Point annotation records:

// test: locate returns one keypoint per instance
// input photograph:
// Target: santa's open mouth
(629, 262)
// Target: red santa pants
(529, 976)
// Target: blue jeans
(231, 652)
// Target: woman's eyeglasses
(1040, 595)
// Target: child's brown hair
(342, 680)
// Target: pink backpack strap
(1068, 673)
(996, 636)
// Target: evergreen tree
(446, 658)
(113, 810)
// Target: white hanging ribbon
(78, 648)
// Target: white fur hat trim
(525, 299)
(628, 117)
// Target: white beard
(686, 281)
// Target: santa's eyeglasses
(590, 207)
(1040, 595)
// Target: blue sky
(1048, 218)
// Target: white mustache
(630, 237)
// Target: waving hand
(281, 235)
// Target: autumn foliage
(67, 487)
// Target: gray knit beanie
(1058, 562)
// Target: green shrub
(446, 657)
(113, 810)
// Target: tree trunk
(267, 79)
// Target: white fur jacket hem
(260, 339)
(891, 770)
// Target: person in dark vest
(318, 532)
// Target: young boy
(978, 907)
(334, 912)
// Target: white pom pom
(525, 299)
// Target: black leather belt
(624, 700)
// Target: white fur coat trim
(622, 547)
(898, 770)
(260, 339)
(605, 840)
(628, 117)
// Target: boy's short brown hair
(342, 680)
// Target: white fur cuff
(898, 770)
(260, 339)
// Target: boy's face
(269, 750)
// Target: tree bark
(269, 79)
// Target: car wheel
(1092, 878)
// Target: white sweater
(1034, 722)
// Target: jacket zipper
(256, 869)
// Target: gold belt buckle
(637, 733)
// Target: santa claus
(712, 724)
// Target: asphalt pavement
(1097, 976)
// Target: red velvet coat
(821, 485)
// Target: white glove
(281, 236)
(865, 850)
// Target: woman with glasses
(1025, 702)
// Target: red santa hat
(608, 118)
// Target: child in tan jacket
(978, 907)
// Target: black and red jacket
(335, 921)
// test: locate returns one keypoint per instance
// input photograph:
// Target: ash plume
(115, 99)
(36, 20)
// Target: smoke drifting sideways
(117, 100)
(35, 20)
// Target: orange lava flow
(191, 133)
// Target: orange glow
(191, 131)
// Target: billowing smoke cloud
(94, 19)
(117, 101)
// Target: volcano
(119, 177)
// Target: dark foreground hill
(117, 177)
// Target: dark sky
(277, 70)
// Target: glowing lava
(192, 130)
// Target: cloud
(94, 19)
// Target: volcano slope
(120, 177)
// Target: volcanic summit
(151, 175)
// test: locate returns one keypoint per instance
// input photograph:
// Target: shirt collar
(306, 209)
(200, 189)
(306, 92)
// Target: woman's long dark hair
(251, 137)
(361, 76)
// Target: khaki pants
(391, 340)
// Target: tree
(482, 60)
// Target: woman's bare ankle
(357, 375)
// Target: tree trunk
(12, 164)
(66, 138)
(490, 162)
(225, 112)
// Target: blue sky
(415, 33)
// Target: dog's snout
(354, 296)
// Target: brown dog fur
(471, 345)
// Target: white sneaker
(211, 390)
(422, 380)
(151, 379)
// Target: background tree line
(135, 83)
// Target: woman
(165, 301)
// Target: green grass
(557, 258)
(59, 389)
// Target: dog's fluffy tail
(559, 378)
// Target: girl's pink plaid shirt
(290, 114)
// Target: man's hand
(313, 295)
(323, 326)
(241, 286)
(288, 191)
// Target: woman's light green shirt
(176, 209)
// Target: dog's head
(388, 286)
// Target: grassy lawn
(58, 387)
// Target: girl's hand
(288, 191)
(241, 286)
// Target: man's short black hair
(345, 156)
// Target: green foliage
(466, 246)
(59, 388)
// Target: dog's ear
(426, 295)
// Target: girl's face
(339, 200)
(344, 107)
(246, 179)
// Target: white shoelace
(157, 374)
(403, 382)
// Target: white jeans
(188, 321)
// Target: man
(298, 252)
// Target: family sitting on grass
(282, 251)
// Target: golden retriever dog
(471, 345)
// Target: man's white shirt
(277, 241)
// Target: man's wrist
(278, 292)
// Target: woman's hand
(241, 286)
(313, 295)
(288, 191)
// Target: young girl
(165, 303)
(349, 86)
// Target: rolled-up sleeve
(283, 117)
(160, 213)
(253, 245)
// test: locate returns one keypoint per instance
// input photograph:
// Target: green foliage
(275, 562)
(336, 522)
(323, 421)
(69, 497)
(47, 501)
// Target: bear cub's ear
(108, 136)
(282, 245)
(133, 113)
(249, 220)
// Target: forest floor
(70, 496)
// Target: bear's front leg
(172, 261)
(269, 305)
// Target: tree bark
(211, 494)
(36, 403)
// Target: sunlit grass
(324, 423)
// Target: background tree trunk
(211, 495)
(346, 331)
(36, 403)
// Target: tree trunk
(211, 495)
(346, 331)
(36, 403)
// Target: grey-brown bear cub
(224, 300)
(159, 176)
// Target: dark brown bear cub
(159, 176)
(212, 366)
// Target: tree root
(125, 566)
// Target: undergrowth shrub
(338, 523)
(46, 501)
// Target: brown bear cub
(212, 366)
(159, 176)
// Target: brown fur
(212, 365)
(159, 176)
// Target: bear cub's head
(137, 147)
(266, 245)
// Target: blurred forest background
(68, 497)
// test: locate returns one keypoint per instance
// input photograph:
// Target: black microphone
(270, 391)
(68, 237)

## [WHAT YOU ARE ASKED TO DO]
Repeat every entry exactly, please.

## [ANSWER TO THIS TASK]
// test: locate returns one keypoint per instance
// input photograph:
// Target: santa's open mouth
(629, 262)
// Target: red santa pants
(529, 976)
// Target: blue jeans
(231, 652)
// Target: woman's eyeglasses
(1040, 595)
// Target: child's brown hair
(342, 680)
// Target: pink backpack strap
(1068, 673)
(996, 636)
// Target: evergreen tree
(446, 658)
(113, 810)
// Target: white hanging ribbon
(78, 648)
// Target: white fur hat trim
(525, 299)
(628, 117)
// Target: white beard
(686, 281)
// Target: santa's eyeglasses
(590, 207)
(1040, 595)
// Target: blue sky
(1048, 218)
// Target: white mustache
(630, 237)
// Target: waving hand
(281, 235)
// Target: autumn foliage
(67, 487)
// Target: gray knit beanie
(1058, 562)
// Target: green shrub
(446, 657)
(113, 810)
// Target: tree trunk
(267, 79)
// Target: white fur jacket hem
(260, 339)
(891, 770)
// Target: person in dark vest
(318, 532)
// Target: young boy
(978, 907)
(334, 912)
// Target: white pom pom
(525, 299)
// Target: black leather belt
(624, 700)
// Target: white fur coat trim
(622, 547)
(898, 770)
(260, 339)
(605, 840)
(628, 117)
// Target: boy's short brown hair
(342, 680)
// Target: white fur cuff
(898, 770)
(260, 339)
// Target: boy's face
(269, 750)
// Target: tree bark
(269, 79)
// Target: car wheel
(1092, 878)
// Target: white sweater
(1034, 722)
// Target: jacket zipper
(256, 869)
// Target: gold belt buckle
(637, 733)
// Target: santa claus
(712, 724)
// Target: asphalt pavement
(1097, 976)
// Target: red velvet coat
(821, 485)
// Target: white glove
(281, 236)
(865, 850)
// Target: woman with glasses
(1025, 702)
// Target: red santa hat
(608, 118)
// Target: child in tan jacket
(978, 907)
// Target: black and red jacket
(335, 921)
// test: locate returns one keypoint per instance
// input photograph:
// Target: ash plume
(115, 99)
(36, 20)
// Target: smoke drifting sideways
(117, 100)
(35, 20)
// Target: orange lava flow
(191, 133)
// Target: orange glow
(191, 131)
// Target: billowing smoke cloud
(94, 19)
(117, 101)
// Target: volcano
(119, 177)
// Target: dark foreground hill
(117, 177)
// Target: dark sky
(277, 70)
// Target: glowing lava
(192, 130)
// Target: cloud
(94, 19)
// Target: volcano slope
(120, 177)
// Target: volcanic summit
(151, 175)
// test: locate returns one keypoint per instance
// input photograph:
// Target: shirt collar
(306, 209)
(200, 189)
(306, 92)
// Target: woman's long dark hair
(251, 137)
(361, 76)
// Target: khaki pants
(391, 340)
// Target: tree
(482, 60)
// Target: woman's bare ankle
(357, 375)
// Target: tree trunk
(12, 164)
(66, 138)
(490, 162)
(225, 112)
// Target: blue sky
(415, 33)
// Target: dog's snout
(354, 296)
// Target: brown dog fur
(471, 345)
// Target: white sneaker
(211, 390)
(422, 380)
(151, 379)
// Target: background tree line
(135, 83)
// Target: woman
(165, 301)
// Target: green grass
(557, 258)
(59, 389)
// Target: dog's fluffy tail
(559, 378)
// Target: girl's pink plaid shirt
(290, 114)
// Target: man's hand
(313, 295)
(323, 326)
(241, 286)
(288, 191)
// Target: woman's light green shirt
(176, 209)
// Target: dog's head
(388, 286)
// Target: grassy lawn
(58, 387)
// Target: girl's hand
(288, 191)
(241, 286)
// Target: man's short black hair
(345, 156)
// Target: green foliage
(466, 246)
(59, 388)
// Target: dog's ear
(426, 295)
// Target: girl's face
(339, 200)
(344, 107)
(246, 179)
// Target: white shoelace
(157, 374)
(403, 382)
// Target: white jeans
(188, 321)
// Target: man
(298, 252)
// Target: family sitting on grass
(282, 251)
// Target: golden retriever dog
(471, 345)
// Target: man's white shirt
(277, 241)
// Target: man's wrist
(278, 292)
// Target: woman's hand
(241, 286)
(313, 295)
(288, 191)
// Target: young girl
(165, 303)
(349, 86)
// Target: rolled-up sleeve
(283, 117)
(160, 213)
(253, 245)
// test: locate returns one keypoint per instance
// input photograph:
// Target: green foliage
(275, 562)
(336, 522)
(323, 421)
(69, 497)
(47, 501)
// Target: bear cub's ear
(108, 136)
(282, 245)
(133, 113)
(249, 220)
// Target: forest floor
(70, 496)
// Target: bear's front leg
(172, 261)
(269, 305)
// Target: tree bark
(211, 494)
(36, 403)
// Target: sunlit grass
(324, 423)
// Target: background tree trunk
(211, 495)
(346, 331)
(36, 403)
// Target: tree trunk
(211, 495)
(346, 331)
(36, 403)
// Target: grey-brown bear cub
(224, 300)
(159, 176)
// Target: dark brown bear cub
(159, 176)
(212, 366)
// Target: tree root
(125, 566)
// Target: undergrowth shrub
(338, 523)
(46, 501)
// Target: brown bear cub
(212, 366)
(159, 176)
// Target: brown fur
(212, 365)
(159, 176)
// Target: bear cub's head
(137, 147)
(266, 245)
// Target: blurred forest background
(68, 497)
// test: locate returns one keypoint per instance
// input photograph:
// Target: black microphone
(270, 391)
(68, 237)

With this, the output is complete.